Consigne A:
Modifiez les lignes des enregistrements qui vont de celle contenant « Annotate quarterback. » à celle contenant « [611, 66, 656, 145] », en remplaçant « quarterback » par « receiver ». Redonnez ces lignes sans rien changer d'autre.
....
En avril 2009, à l’occasion du pèlerinage à Rome avec les organisateurs du Festival Anuncio, nous avons pu rencontrer le cardinal Rylko, président du Conseil Pontifical pour les Laïcs. Au cours de cette audience, nous lui avons posé cette question : « Pensez-vous que l’annonce explicite de la Bonne Nouvelle aux non-croyants soit une expérience fondatrice dans la vie spirituelle d’un jeune catholique aujourd’hui ? » Sa réponse a été sans équivoque : « Oui, tout à fait ! »
Au cours de cette année, j’ai eu l’occasion de me déplacer dans plusieurs villes de France afin de présenter le projet Anuncio. Peu à peu, j’ai pris la mesure de cette réponse du cardinal. À chaque rencontre, je trouvais des jeunes motivés et engagés dans leur foi. Des jeunes qui vivent des sacrements, prient, s’investissent dans l’organisation de pèlerinages, week-ends de prière… Des jeunes qui aiment le Christ et son Église. Et pourtant, ce sont des jeunes qui craignent de sortir dans la rue annoncer que Dieu est amour ou alors qui n’en perçoivent pas l’urgence.
Et si la mission dans la rue était la nouvelle étape pour la croissance de notre Église de France ? Il y a d’abord eu le retour de messes toujours plus belles et priantes. Puis l’adoration eucharistique et la redécouverte du sacrement de Réconciliation. L’attrait pour les grands événements catholiques comme les JMJ, les visites du Pape et la renaissance des grands lieux de pèlerinage. Et si maintenant le Seigneur nous appelait à sortir dans la rue ? Combien de jeunes profitent chaque été des sessions à Paray-le-Monial, des pèlerinages à Lourdes, des temps de récollection dans les abbayes ou les Communautés Nouvelles… ? Si tous ces jeunes à la suite de ces moments forts sortaient témoigner de ce qu’ils ont vécu auprès de ceux qui ne connaissent pas Dieu ?
N’est-il donc pas arrivé le temps pour l’Église de France de vivre l’envoi en mission des 72 ? Le cardinal Vingt-Trois, quand il est arrivé à Paris, a d’emblée souligné la place de la mission dans la vie de l’Église. « Malheur à moi si je n’évangélise pas ! » nous prévient Saint Paul dans sa première Lettre aux Corinthiens (1 Co 9, 16). L’évangélisation dans la rue n’est pas une nouveauté : il y a eu les précurseurs dont Pierre Goursat, fondateur de l’Emmanuel, est sans doute une des figures les plus emblématiques. Mais aujourd’hui, ils sont encore trop peu nombreux les chrétiens qui sortent dans la rue : seulement quelques centaines cet été en France !
Le Christ n’attend pas de nous que nous ayons fait 20 semaines de retraites et 40 pèlerinages pour partir l’annoncer. C’est au chapitre 10 de l’évangile de Luc qu’a lieu l’envoi des 72. 10 sur un évangile qui en contient 24 ! Certains ne devaient connaître le Christ que depuis quelques semaines et pourtant Il les a envoyés.
....
Consigne B:
Relevez toutes les villes nommées dans le texte sur l'évangélisation dans la rue.

Lignes de données:
....
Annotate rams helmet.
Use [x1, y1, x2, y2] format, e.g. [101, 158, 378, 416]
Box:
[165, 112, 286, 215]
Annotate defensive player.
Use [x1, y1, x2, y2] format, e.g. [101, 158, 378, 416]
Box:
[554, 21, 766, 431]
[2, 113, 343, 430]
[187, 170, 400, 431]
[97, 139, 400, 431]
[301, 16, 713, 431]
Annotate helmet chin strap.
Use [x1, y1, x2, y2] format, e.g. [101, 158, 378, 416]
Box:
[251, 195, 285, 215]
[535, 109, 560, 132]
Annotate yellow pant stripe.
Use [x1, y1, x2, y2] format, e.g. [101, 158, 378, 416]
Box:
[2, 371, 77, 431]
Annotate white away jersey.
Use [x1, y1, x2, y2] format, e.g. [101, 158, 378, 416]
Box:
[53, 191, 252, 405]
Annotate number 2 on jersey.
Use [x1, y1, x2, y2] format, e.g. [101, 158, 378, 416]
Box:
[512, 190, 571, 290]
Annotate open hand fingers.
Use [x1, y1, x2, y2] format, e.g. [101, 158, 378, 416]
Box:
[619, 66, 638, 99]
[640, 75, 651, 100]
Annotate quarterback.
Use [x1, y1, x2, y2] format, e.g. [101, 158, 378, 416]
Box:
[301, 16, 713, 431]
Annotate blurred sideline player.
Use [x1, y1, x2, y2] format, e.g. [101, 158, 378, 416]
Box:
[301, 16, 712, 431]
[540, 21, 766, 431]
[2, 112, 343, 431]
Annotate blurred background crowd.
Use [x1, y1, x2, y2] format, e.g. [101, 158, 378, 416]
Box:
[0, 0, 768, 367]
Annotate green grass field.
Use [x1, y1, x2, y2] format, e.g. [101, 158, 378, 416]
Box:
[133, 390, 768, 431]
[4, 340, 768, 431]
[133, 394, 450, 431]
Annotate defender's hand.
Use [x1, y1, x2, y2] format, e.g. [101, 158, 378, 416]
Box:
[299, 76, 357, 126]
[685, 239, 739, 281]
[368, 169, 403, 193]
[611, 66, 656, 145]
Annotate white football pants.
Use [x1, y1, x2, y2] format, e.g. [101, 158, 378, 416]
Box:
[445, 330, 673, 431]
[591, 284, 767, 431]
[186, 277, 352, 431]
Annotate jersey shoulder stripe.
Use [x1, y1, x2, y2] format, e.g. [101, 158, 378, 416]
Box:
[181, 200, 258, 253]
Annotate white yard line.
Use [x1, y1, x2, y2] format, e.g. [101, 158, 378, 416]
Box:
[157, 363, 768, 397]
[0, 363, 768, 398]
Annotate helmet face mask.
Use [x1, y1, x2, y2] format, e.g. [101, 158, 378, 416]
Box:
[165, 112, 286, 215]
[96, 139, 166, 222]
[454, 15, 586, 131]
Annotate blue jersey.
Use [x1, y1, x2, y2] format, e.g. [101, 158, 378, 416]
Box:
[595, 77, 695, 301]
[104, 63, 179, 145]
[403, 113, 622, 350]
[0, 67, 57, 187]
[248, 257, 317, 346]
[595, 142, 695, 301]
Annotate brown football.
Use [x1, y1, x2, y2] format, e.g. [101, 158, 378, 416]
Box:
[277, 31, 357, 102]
....
Réponse A:
Annotate receiver.
Use [x1, y1, x2, y2] format, e.g. [101, 158, 378, 416]
Box:
[301, 16, 713, 431]
Annotate blurred sideline player.
Use [x1, y1, x2, y2] format, e.g. [101, 158, 378, 416]
Box:
[301, 16, 712, 431]
[540, 21, 766, 431]
[2, 112, 343, 431]
Annotate blurred background crowd.
Use [x1, y1, x2, y2] format, e.g. [101, 158, 378, 416]
Box:
[0, 0, 768, 367]
Annotate green grass field.
Use [x1, y1, x2, y2] format, e.g. [101, 158, 378, 416]
Box:
[133, 390, 768, 431]
[4, 340, 768, 431]
[133, 394, 450, 431]
Annotate defender's hand.
Use [x1, y1, x2, y2] format, e.g. [101, 158, 378, 416]
Box:
[299, 76, 357, 126]
[685, 239, 739, 281]
[368, 169, 403, 193]
[611, 66, 656, 145]

Réponse B:
Rome
Paray-le-Monial
Lourdes
Paris